Please swap "palm tree" for "coconut palm" everywhere in these lines, changing nothing else, and leave the pictures out of your answer.

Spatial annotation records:
==============================
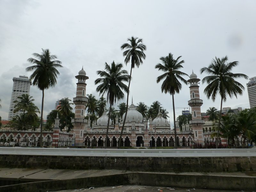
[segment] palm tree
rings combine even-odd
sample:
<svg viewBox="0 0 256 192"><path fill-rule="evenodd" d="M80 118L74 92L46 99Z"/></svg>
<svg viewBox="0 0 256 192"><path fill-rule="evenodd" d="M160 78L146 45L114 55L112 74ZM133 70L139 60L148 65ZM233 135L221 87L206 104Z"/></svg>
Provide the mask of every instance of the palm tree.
==============================
EXPECTED ANSWER:
[segment] coconut palm
rings combine even-odd
sample:
<svg viewBox="0 0 256 192"><path fill-rule="evenodd" d="M80 118L74 92L46 99Z"/></svg>
<svg viewBox="0 0 256 192"><path fill-rule="evenodd" d="M160 78L146 45L114 55L112 74ZM133 70L139 60L148 65ZM233 135L221 87L206 104Z"/></svg>
Provide the mask of every instance of the coconut palm.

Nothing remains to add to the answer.